**REQUIREMENT**: Format every line of the entries below as a JSON list of strings, one string per line, with blank lines dropped. Leave the pictures out of the answer.

[Point labeling data based on photos]
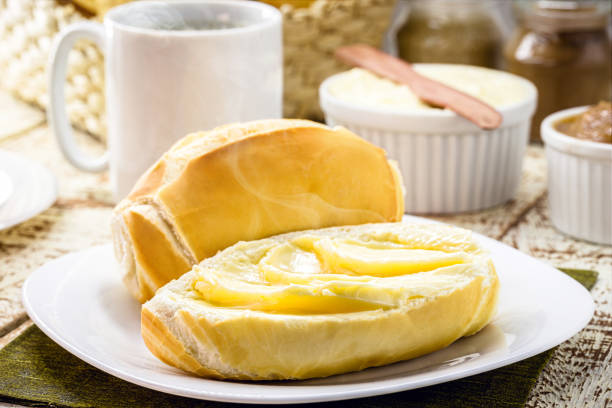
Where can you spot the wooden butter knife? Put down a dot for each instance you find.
(430, 91)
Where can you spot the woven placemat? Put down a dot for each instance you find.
(35, 371)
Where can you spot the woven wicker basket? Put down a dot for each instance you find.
(27, 28)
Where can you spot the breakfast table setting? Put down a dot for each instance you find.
(224, 203)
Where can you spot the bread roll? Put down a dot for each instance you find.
(323, 302)
(243, 182)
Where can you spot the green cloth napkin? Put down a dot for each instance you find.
(35, 371)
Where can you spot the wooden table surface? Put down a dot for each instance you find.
(578, 375)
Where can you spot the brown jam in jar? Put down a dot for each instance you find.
(458, 32)
(595, 124)
(563, 47)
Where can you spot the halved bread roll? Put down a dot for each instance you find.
(243, 182)
(322, 302)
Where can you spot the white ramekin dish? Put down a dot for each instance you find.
(449, 164)
(579, 182)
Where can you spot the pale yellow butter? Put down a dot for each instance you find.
(361, 87)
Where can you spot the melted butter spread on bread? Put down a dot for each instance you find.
(314, 273)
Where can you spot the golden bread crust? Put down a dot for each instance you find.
(248, 181)
(238, 342)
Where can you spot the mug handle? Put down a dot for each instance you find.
(56, 114)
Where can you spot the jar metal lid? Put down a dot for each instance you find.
(564, 15)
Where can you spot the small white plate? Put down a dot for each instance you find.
(79, 301)
(34, 189)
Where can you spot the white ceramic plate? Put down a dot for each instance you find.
(79, 301)
(34, 189)
(6, 187)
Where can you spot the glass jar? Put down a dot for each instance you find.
(451, 31)
(563, 47)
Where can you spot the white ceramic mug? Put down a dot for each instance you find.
(172, 68)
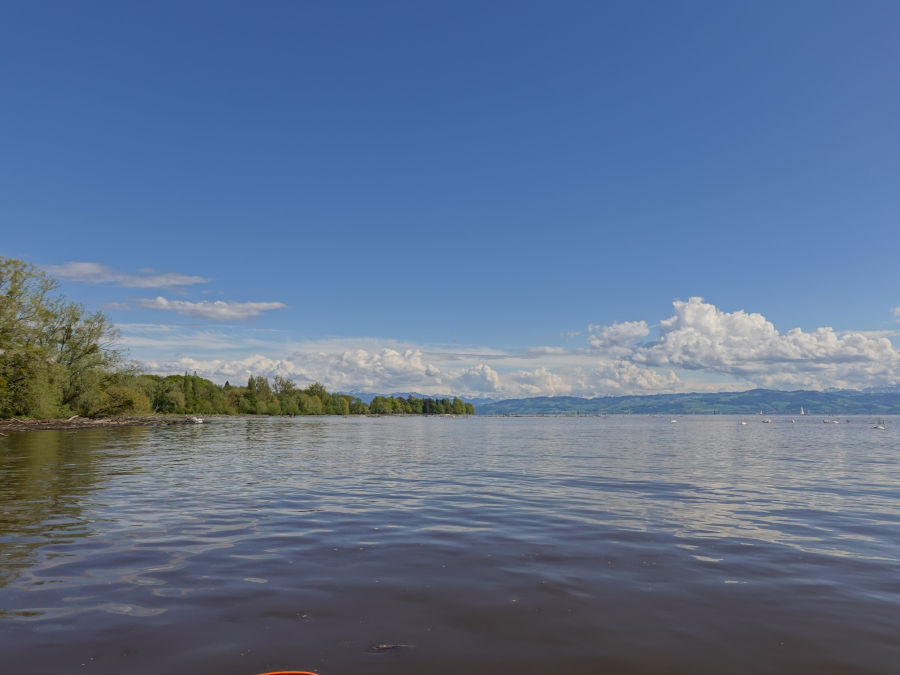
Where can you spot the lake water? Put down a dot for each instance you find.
(447, 545)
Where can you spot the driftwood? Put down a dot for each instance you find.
(76, 422)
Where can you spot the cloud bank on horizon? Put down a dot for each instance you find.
(698, 348)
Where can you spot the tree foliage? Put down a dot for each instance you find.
(56, 360)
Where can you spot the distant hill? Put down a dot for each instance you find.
(367, 396)
(769, 401)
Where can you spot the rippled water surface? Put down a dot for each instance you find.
(447, 545)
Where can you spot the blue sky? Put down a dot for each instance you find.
(485, 198)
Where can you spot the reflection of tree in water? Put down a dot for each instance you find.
(44, 478)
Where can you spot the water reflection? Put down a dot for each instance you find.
(488, 545)
(44, 476)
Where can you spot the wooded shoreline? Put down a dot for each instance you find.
(77, 422)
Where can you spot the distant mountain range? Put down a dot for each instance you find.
(769, 401)
(367, 396)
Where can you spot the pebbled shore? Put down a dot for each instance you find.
(76, 422)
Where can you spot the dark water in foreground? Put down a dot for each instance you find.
(485, 545)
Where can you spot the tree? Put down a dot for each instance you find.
(53, 355)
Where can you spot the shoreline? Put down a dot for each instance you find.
(15, 424)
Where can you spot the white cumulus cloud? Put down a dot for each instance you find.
(700, 336)
(218, 310)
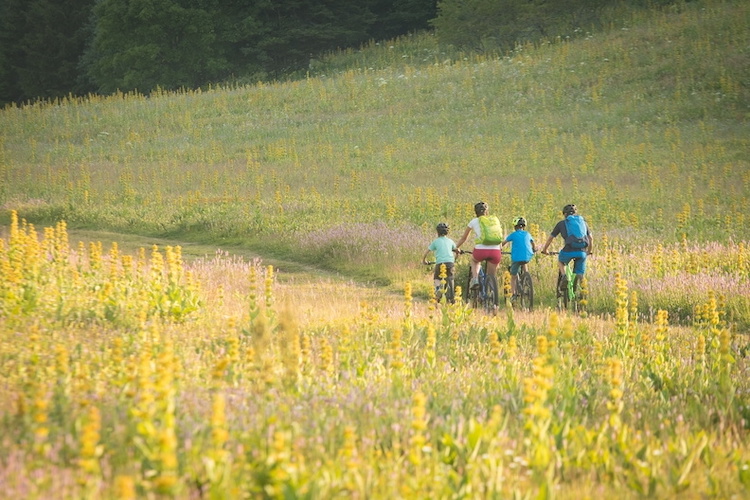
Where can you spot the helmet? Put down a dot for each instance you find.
(519, 221)
(480, 208)
(569, 209)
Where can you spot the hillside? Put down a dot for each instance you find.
(644, 127)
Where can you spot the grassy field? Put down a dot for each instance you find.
(246, 314)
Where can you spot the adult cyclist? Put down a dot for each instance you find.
(578, 242)
(485, 247)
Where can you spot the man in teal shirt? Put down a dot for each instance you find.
(445, 251)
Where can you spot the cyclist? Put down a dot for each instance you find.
(488, 237)
(445, 251)
(577, 246)
(522, 249)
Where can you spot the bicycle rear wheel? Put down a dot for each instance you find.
(490, 294)
(472, 294)
(575, 294)
(525, 291)
(562, 292)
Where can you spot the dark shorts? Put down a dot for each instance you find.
(448, 269)
(579, 266)
(515, 265)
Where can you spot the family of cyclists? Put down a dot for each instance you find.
(488, 242)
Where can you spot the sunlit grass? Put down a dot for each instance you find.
(150, 371)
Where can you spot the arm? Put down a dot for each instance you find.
(547, 243)
(463, 238)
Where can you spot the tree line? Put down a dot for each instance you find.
(51, 49)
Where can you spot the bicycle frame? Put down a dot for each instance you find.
(483, 295)
(570, 294)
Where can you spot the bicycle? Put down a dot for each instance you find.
(484, 296)
(443, 289)
(524, 288)
(567, 291)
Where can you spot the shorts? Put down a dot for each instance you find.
(516, 265)
(491, 254)
(448, 270)
(579, 266)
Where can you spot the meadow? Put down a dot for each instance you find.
(303, 355)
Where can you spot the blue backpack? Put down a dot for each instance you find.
(577, 230)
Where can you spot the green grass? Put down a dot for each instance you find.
(644, 127)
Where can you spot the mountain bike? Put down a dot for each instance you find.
(485, 296)
(567, 291)
(524, 288)
(442, 289)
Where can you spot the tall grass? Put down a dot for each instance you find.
(269, 388)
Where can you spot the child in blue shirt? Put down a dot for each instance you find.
(445, 251)
(523, 248)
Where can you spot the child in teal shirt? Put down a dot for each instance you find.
(445, 251)
(521, 252)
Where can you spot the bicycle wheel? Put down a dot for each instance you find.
(490, 294)
(562, 292)
(525, 291)
(575, 294)
(473, 295)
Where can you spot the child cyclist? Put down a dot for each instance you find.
(522, 250)
(445, 251)
(488, 237)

**WORKED SOLUTION**:
[
  "Where can you spot the wooden butter knife? Put down a dot for each instance you find.",
  "(430, 91)",
  "Where can you spot the woven placemat? Put down a dot for each instance you find.",
  "(35, 371)",
  "Where can you spot the woven wicker basket? Put down a dot for each instance you find.",
  "(27, 28)",
  "Where can you spot the breakfast table setting? Put down a dot for each instance you find.",
  "(224, 203)",
  "Where can you spot the bread roll? Put down a dot for each instance you find.",
  "(323, 302)",
  "(243, 182)",
  "Where can you spot the green cloth napkin? Put down a dot for each instance you find.",
  "(35, 371)",
  "Where can you spot the wooden table surface? Put down a dot for each instance you find.",
  "(578, 375)",
  "Where can you spot the brown jam in jar? Put down a dot for each instance you find.",
  "(458, 32)",
  "(595, 124)",
  "(563, 47)",
  "Where can you spot the halved bread roll? Put down a dot for each instance you find.",
  "(243, 182)",
  "(322, 302)",
  "Where can you spot the white ramekin dish? Put down a dot for each instance you find.",
  "(449, 164)",
  "(579, 182)",
  "Where can you spot the pale yellow butter? Put down a dot for each instance you find.",
  "(361, 87)",
  "Where can you spot the melted butter spread on bread? Put down a dot for each instance you find.",
  "(314, 273)",
  "Where can you spot the golden bread crust? Put down a dot for each instance you find.",
  "(248, 181)",
  "(238, 342)",
  "Where can you spot the mug handle? Put down a dot for each instance you find.",
  "(56, 114)",
  "Where can you spot the jar metal lid? Put down a dot for each instance you find.",
  "(564, 15)",
  "Where can you spot the small white plate? Put down a dot for each instance you find.",
  "(79, 301)",
  "(34, 189)",
  "Where can you spot the white ceramic plate? Put down a dot for each instance you find.",
  "(79, 301)",
  "(34, 189)",
  "(6, 187)",
  "Where can you spot the glass jar? Put down a dot for each instance you find.",
  "(451, 31)",
  "(563, 47)",
  "Where can you spot the white ceramic mug? Put down a dot for each instance you find.",
  "(172, 68)",
  "Where can you spot the lake water? Put down a dot for each instance you find.",
  "(447, 545)",
  "Where can you spot the driftwood? Put down a dot for each instance you find.",
  "(76, 422)",
  "Where can you spot the cloud bank on horizon? Put down a dot for each instance you find.",
  "(698, 348)",
  "Where can you spot the tree foliage? Put down a dot for each instance you find.",
  "(56, 360)",
  "Where can you spot the distant hill? Put down a dot for each instance you find.",
  "(367, 396)",
  "(769, 401)",
  "Where can you spot the rippled water surface? Put down a dot for each instance you find.",
  "(447, 545)",
  "Where can you spot the blue sky? Put down a dot for each instance you find.",
  "(485, 198)",
  "Where can you spot the reflection of tree in water? Put down a dot for each instance you find.",
  "(44, 478)",
  "Where can you spot the water reflection? Put down a dot for each instance you find.",
  "(488, 545)",
  "(44, 476)",
  "Where can you spot the wooded shoreline? Put down a dot for each instance you find.",
  "(77, 422)",
  "Where can you spot the distant mountain range? Put down a dot for each instance you find.",
  "(769, 401)",
  "(367, 396)",
  "Where can you spot the pebbled shore? Put down a dot for each instance you find.",
  "(76, 422)",
  "Where can you spot the dark water in foreground? Put down a dot for each instance you find.",
  "(485, 545)",
  "Where can you spot the tree? Put down a dot for each instance you find.",
  "(53, 355)",
  "Where can you spot the shoreline? Put down a dot for each instance you find.",
  "(15, 424)",
  "Where can you spot the white cumulus cloud? Put down a dot for each instance you find.",
  "(700, 336)",
  "(218, 310)",
  "Where can you spot the helmet? Put down a dot for each instance you find.",
  "(519, 221)",
  "(480, 208)",
  "(569, 209)",
  "Where can you spot the hillside? Put down a dot for each instance you find.",
  "(644, 127)",
  "Where can you spot the grassy field? Put down a dot for each instance you find.",
  "(246, 314)",
  "Where can you spot the adult cyclist? Put down a dot for each instance you find.",
  "(578, 242)",
  "(485, 247)",
  "Where can you spot the man in teal shirt? Put down a dot for each instance you find.",
  "(445, 251)",
  "Where can you spot the cyclist? Put down a dot for each instance you find.",
  "(488, 237)",
  "(445, 251)",
  "(577, 246)",
  "(522, 249)",
  "Where can you spot the bicycle rear wheel? Put down a dot for each instance you find.",
  "(490, 294)",
  "(472, 294)",
  "(575, 294)",
  "(525, 291)",
  "(562, 292)",
  "Where can you spot the dark shorts? Put down a dot for each instance you find.",
  "(448, 269)",
  "(579, 266)",
  "(515, 265)",
  "Where can you spot the family of cyclists? Put down a dot for each instance you find.",
  "(488, 242)",
  "Where can you spot the sunlit grass? Put down a dot for each instance you find.",
  "(150, 371)",
  "Where can you spot the arm? Put down a dot for each instance you find.",
  "(547, 243)",
  "(463, 238)",
  "Where can you spot the tree line? Put down a dot for each instance you find.",
  "(51, 49)",
  "Where can you spot the bicycle frame? Put down a dot for each instance you find.",
  "(483, 295)",
  "(570, 294)",
  "Where can you spot the bicycle? Put down a dot for each instance you find.",
  "(484, 296)",
  "(443, 289)",
  "(524, 288)",
  "(567, 291)",
  "Where can you spot the shorts? Put down a dot for each instance you find.",
  "(516, 265)",
  "(491, 254)",
  "(448, 270)",
  "(579, 266)",
  "Where can you spot the meadow? Put down a dot for each instance you find.",
  "(303, 355)",
  "Where can you spot the blue backpack? Put down a dot for each instance you find.",
  "(577, 230)",
  "Where can you spot the green grass? Put down a dot for each instance you find.",
  "(644, 127)",
  "Where can you spot the mountain bike? Put down a dot for each instance you find.",
  "(485, 296)",
  "(567, 291)",
  "(524, 288)",
  "(442, 289)",
  "Where can you spot the tall grass? Put down a dot for each instance you find.",
  "(269, 388)",
  "Where can you spot the child in blue shirt? Put down a dot for each instance you find.",
  "(445, 251)",
  "(523, 248)",
  "Where can you spot the child in teal shirt? Put down a dot for each instance you find.",
  "(445, 251)",
  "(521, 252)",
  "Where can you spot the bicycle wheel? Put down a dot for each instance you find.",
  "(490, 294)",
  "(562, 292)",
  "(525, 291)",
  "(575, 294)",
  "(473, 295)",
  "Where can you spot the child cyclist? Put down a dot for each instance you find.",
  "(522, 250)",
  "(445, 251)",
  "(488, 237)"
]